PROBLEM DESCRIPTION: Turn every line of the material below into a Markdown table with the columns Row and Text line. Number the rows, skip blank lines, and leave out the pictures.

DATA TO USE:
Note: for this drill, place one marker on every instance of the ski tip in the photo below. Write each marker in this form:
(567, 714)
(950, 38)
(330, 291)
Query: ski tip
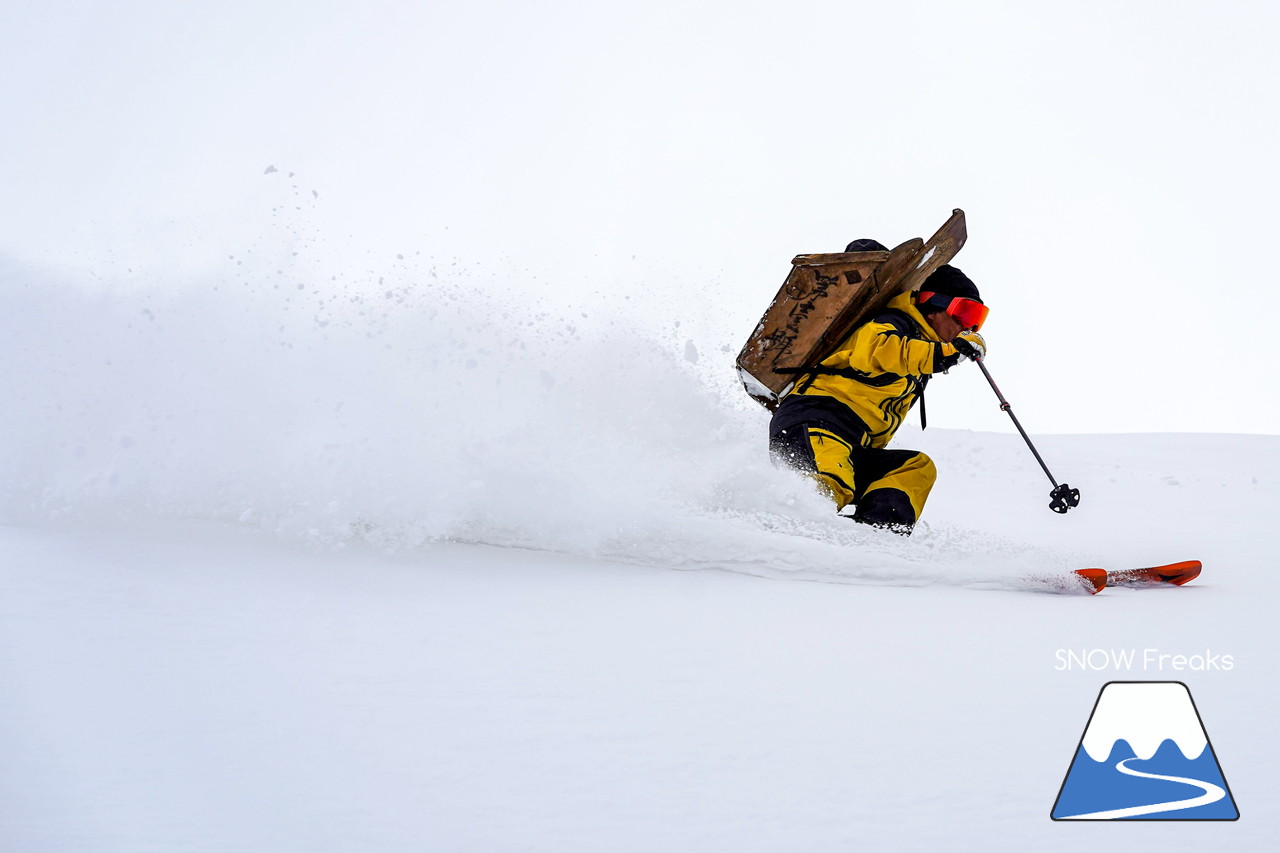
(1095, 579)
(1179, 573)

REPLY TO THE TASK:
| Row | Text line |
|---|---|
| 1 | Note: for this drill, place one marker on every instance of the ski tip in the photo below. Write each marker in this form: |
| 2 | (567, 714) |
| 3 | (950, 38) |
| 4 | (330, 291) |
| 5 | Query: ski tip |
| 6 | (1095, 579) |
| 7 | (1179, 573) |